* **Petunjuk Pengerjaan**: Dalam teks tentang kaitan studi sejarah dengan ilmu sosial, unsur mana dari rumus 5W + 1H yang menunjuk pada ruang atau tempat?

* **Teks Bacaan**:

Label

Adi Sanjaya

Adi Sanjaya

Kamis, 10 Maret 2011

KETERKAITAN STUDI SEJARAH
DAN BEBERAPA ILMU SOSIALi

a.Pengantar
Seperti dalam beberapa literatur terlihat bahwa telah terjadi upaya saling dukung antara studi sejarah dan ilmu-ilmu sosio-kultural lainnya. Hal ini tidak lain, karena dalam banyak hal terlihat keterkaitan antara konsep kasus studi sejarah dan konsep-konsep ilmu sosial tersebut. Untuk lebih memperjelas saling hubungan sejarah dan ilmu-ilmu sosial itu di bawah dibahas lebih lanjut asas-asas studi sejarah di satu sisi, dan ilmu-ilmu sosial di sisi lain.
b.Keterkaitan Studi Sejarah dengan Beberapa Ilmu Sosial Lainnya
a.Sejarah dan Geografi
Untuk melihat hubungan antara konsep sejarah dan geografi; perlu pertama-tama dirumuskan konsep utama dari sejarah itu sendiri. Seperti diketahui sejarah secara konseptual menunjuk pada aktivitas manusia dalam dimensi temporal (waktu). Dimensi temporal itu terkandung di dalamnya unsur gerak, perubahan, perkembangan atau tingkatnya atas dinamika waktu. Dengan demikian konsep inti sejarah menyangkut berbagai aktivitas manusia yang menampilkan gerak perubahan dari satu masa ke masa berikutnya yang merupakan satu rangkaian kronologis dengan berbagai fenomena kontektual yang ada di dalamnya.
Berbicara masalah peristiwa sebagai fenomena yang selalu berubah kontekstual sudah jelas bahwa tidak mungkin membayangkan satu peristiwa (apapun bentuk peristiwanya) tanpa faktor ruang (tempat) dimana peristiwa itu berlangsung. Kalau hal ini dihubungkan dengan prinsip menjelaskan peristiwa yang biasanya dirumuskan dengan sImbol 5W + 1H (What, Where, When, Who, Why and How) maka jelas di sini unsur “where” menunjuk unsur ruang/tempat (spasial) dalam sejarah. Jelas di sini unsur temporal (sejarah) dan spasial (geografi) tersebut bertemu (lihat Daldjoni, 1989).

* **Data yang Diberikan**:
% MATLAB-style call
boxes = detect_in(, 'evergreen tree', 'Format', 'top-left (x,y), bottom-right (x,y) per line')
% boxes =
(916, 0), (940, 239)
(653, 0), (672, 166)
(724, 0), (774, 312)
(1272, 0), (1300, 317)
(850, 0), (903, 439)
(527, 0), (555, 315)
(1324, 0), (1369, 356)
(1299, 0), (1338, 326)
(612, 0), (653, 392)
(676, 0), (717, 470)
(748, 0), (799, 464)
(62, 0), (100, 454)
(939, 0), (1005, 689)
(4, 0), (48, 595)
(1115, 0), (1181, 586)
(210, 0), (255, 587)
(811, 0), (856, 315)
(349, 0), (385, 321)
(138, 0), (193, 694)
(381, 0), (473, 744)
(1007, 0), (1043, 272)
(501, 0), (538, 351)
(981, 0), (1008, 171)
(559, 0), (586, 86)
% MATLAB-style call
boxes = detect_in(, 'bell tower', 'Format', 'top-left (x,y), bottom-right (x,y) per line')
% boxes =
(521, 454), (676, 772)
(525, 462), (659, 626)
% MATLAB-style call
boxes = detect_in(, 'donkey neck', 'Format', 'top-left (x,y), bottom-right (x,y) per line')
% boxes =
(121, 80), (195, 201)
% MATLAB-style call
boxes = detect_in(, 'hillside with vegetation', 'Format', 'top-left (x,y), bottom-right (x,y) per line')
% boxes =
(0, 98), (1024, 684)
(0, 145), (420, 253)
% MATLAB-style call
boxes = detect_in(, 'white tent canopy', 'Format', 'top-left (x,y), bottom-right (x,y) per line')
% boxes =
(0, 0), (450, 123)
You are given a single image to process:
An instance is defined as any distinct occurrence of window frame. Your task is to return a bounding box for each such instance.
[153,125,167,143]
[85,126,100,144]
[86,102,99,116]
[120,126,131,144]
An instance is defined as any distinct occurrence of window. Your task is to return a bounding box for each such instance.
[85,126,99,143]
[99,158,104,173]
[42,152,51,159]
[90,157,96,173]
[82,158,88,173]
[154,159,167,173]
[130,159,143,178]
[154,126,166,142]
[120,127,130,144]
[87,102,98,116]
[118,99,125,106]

* **Jawaban Tugas**: Unsur "where".